§ **Problem requirements**
For this exercise, repeat every line of the material exactly.
━━━ Material provided ━━━
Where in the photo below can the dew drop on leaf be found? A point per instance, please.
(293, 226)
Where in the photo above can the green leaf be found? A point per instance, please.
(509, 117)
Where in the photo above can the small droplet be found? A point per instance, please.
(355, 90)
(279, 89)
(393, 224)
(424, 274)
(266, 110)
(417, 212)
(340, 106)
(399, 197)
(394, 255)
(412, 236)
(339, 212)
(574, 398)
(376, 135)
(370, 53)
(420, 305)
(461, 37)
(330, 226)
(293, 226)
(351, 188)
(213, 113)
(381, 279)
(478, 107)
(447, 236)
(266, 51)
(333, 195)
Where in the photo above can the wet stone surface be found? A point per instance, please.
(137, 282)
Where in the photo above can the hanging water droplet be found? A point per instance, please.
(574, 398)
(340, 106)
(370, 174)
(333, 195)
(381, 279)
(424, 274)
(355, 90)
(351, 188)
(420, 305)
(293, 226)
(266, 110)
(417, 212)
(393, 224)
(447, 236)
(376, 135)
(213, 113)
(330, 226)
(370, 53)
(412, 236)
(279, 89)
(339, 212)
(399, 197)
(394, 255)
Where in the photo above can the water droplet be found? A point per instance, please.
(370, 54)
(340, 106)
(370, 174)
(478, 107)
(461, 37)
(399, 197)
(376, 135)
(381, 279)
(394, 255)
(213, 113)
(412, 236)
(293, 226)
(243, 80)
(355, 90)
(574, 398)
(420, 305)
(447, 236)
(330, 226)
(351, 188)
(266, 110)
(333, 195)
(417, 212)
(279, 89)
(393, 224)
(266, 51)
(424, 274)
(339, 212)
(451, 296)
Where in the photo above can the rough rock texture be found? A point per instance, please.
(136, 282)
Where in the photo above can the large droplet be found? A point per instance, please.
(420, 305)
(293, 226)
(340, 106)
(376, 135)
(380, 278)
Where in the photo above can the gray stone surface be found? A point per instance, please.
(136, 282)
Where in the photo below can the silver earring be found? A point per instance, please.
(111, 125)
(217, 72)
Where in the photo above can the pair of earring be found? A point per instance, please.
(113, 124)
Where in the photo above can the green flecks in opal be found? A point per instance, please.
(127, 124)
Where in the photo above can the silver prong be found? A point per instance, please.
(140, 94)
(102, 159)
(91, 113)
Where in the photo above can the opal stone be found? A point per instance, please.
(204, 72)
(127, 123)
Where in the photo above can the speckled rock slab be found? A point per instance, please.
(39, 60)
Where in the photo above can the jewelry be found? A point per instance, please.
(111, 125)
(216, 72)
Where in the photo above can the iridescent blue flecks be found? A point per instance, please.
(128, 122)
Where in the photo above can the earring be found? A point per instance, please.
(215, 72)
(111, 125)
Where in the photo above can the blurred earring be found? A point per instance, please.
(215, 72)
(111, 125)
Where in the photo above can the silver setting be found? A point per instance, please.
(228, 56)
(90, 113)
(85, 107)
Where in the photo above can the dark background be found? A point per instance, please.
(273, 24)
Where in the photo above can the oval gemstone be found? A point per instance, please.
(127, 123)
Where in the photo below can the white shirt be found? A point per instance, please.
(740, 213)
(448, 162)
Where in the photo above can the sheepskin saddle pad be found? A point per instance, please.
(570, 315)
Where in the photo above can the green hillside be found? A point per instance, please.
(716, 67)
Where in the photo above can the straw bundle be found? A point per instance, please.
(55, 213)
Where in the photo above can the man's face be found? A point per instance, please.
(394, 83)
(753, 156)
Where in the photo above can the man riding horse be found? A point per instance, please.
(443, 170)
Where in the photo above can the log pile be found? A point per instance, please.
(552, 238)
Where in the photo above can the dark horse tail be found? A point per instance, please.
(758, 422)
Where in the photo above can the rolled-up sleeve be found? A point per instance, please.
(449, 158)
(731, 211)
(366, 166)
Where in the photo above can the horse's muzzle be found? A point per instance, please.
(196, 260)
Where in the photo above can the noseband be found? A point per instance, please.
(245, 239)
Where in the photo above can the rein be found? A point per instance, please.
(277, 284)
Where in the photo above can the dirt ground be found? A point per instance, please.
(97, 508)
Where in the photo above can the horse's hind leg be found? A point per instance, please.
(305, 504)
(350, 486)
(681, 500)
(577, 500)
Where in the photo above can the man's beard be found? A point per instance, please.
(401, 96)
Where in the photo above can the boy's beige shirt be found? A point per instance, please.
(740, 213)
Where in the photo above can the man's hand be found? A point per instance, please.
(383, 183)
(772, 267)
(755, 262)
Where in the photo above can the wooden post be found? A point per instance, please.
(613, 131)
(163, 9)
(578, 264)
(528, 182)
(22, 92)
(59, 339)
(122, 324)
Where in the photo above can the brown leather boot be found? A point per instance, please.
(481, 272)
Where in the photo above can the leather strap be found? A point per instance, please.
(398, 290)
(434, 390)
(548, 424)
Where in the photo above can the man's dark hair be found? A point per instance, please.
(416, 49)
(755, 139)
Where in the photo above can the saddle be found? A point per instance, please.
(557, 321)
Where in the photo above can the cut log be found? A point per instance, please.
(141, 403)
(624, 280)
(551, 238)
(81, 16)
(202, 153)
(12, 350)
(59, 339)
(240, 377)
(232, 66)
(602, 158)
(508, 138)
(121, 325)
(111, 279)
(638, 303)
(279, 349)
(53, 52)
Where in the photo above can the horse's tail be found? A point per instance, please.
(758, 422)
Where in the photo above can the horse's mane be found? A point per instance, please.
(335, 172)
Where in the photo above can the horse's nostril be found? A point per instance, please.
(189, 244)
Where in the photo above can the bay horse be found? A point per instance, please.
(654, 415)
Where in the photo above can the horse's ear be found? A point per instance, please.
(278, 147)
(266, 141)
━━━
§ **Completed task**
Where in the photo below can the dew drop on leaf be found? A point per instance, please.
(293, 226)
Where in the photo above can the green leaf be found? A point per instance, please.
(509, 117)
Where in the photo above can the small droplet be found? A point per instance, please.
(355, 90)
(279, 89)
(393, 224)
(424, 274)
(266, 110)
(417, 212)
(340, 106)
(399, 197)
(394, 255)
(412, 236)
(339, 212)
(574, 398)
(376, 135)
(370, 53)
(420, 305)
(461, 37)
(330, 226)
(293, 226)
(351, 188)
(213, 113)
(381, 279)
(478, 107)
(447, 236)
(266, 51)
(333, 195)
Where in the photo above can the wet stone surface be found? A point per instance, please.
(137, 282)
Where in the photo above can the hanging water droplet be found? A point per instance, please.
(574, 398)
(340, 106)
(370, 174)
(333, 195)
(381, 279)
(424, 274)
(355, 90)
(351, 188)
(420, 305)
(293, 226)
(266, 110)
(417, 212)
(393, 224)
(447, 236)
(376, 135)
(213, 113)
(330, 226)
(370, 53)
(412, 236)
(279, 89)
(339, 212)
(399, 197)
(394, 255)
Where in the photo above can the water droplet be found? A point per instance, please.
(370, 54)
(340, 106)
(370, 174)
(478, 107)
(461, 37)
(399, 197)
(376, 135)
(381, 279)
(394, 255)
(213, 113)
(412, 236)
(293, 226)
(243, 80)
(355, 90)
(574, 398)
(420, 305)
(447, 236)
(330, 226)
(351, 188)
(266, 110)
(333, 195)
(417, 212)
(279, 89)
(393, 224)
(266, 51)
(424, 274)
(339, 212)
(451, 296)
Where in the photo above can the rough rock texture be found? A point per instance, please.
(136, 282)
Where in the photo above can the large droplet be found? A point per instance, please.
(420, 305)
(293, 226)
(340, 106)
(376, 135)
(380, 278)
Where in the photo above can the gray stone surface be found? A point per instance, please.
(136, 282)
Where in the photo below can the silver earring be found? A point per instance, please.
(111, 125)
(217, 72)
Where in the photo above can the pair of earring be found? A point per instance, please.
(113, 124)
Where in the photo above can the green flecks in opal be found? A point per instance, please.
(127, 124)
Where in the photo above can the silver prong be found? A point per instance, please.
(140, 94)
(102, 159)
(91, 113)
Where in the photo above can the opal stone be found? A point per instance, please.
(204, 72)
(127, 123)
Where in the photo above can the speckled rock slab be found? A point per instance, please.
(39, 60)
Where in the photo above can the jewelry be found? A point per instance, please.
(111, 125)
(216, 72)
Where in the photo above can the iridescent blue flecks be found? A point per instance, please.
(128, 122)
Where in the photo above can the earring be found? A point per instance, please.
(215, 72)
(111, 125)
Where in the photo above can the blurred earring be found? A point per instance, please.
(215, 72)
(111, 125)
Where in the photo above can the silver setting be found? A point per instance, please.
(228, 56)
(90, 113)
(85, 107)
Where in the photo above can the dark background be found? A point per instance, please.
(273, 24)
Where in the photo above can the oval gemstone be found? A point per instance, please.
(127, 123)
Where in the photo below can the white shirt be found? A point per instance, please.
(740, 213)
(448, 162)
Where in the photo above can the sheepskin saddle pad be found? A point per instance, please.
(570, 315)
Where in the photo above can the green hillside be found? A point per instance, please.
(716, 67)
Where in the photo above can the straw bundle be found? A point per instance, please.
(55, 213)
Where in the photo above can the man's face be found? A point per instance, please.
(394, 83)
(753, 156)
Where in the photo above can the man riding horse be found? A point per instance, please.
(443, 170)
Where in the photo above can the log pile be found? A point per instance, please.
(552, 238)
Where in the photo above can the dark horse tail be found? A point per instance, please.
(758, 422)
Where in the photo above can the rolled-up sleeve be found? A point per instance, please.
(449, 158)
(731, 211)
(366, 166)
Where in the photo above can the horse's muzzle be found? A point per instance, please.
(196, 260)
Where in the photo above can the noseband be found? A point per instance, please.
(245, 239)
Where in the photo above can the rein be found? A point per instance, please.
(277, 284)
Where in the photo above can the dirt ground be found? A point per instance, please.
(97, 508)
Where in the photo above can the horse's hind leg be found? A point per instance, please.
(305, 504)
(350, 486)
(681, 500)
(577, 500)
Where in the photo above can the man's beard be found? A point per instance, please.
(401, 96)
Where in the photo above can the boy's beige shirt be found? A point per instance, please.
(740, 213)
Where in the photo above can the man's hand be found? A point per instance, please.
(383, 183)
(772, 267)
(755, 262)
Where in the photo above can the wooden post be found? A point per instance, please.
(613, 131)
(163, 9)
(578, 264)
(528, 182)
(22, 92)
(59, 339)
(122, 324)
Where in the photo above can the brown leather boot be found? A point per instance, please.
(481, 272)
Where in the photo above can the leather strap be found? A point per instance, please.
(398, 290)
(434, 390)
(548, 424)
Where in the photo above can the man's dark hair be found? A point per instance, please.
(416, 49)
(755, 139)
Where in the photo above can the saddle be found? A point per instance, please.
(557, 321)
Where in the photo above can the cut log be found? A point per instance, please.
(141, 403)
(624, 280)
(551, 238)
(81, 16)
(202, 153)
(12, 350)
(59, 339)
(240, 377)
(232, 66)
(602, 158)
(508, 138)
(121, 325)
(111, 279)
(638, 303)
(279, 349)
(53, 52)
Where in the photo above can the horse's tail be found? A point per instance, please.
(758, 422)
Where in the photo above can the horse's mane be found? A point per instance, please.
(335, 172)
Where in the photo above can the horse's nostril be found? A point per instance, please.
(189, 244)
Where in the photo above can the bay horse be found? A point per instance, please.
(654, 415)
Where in the photo above can the horse's ear be found? A point per instance, please.
(278, 147)
(266, 141)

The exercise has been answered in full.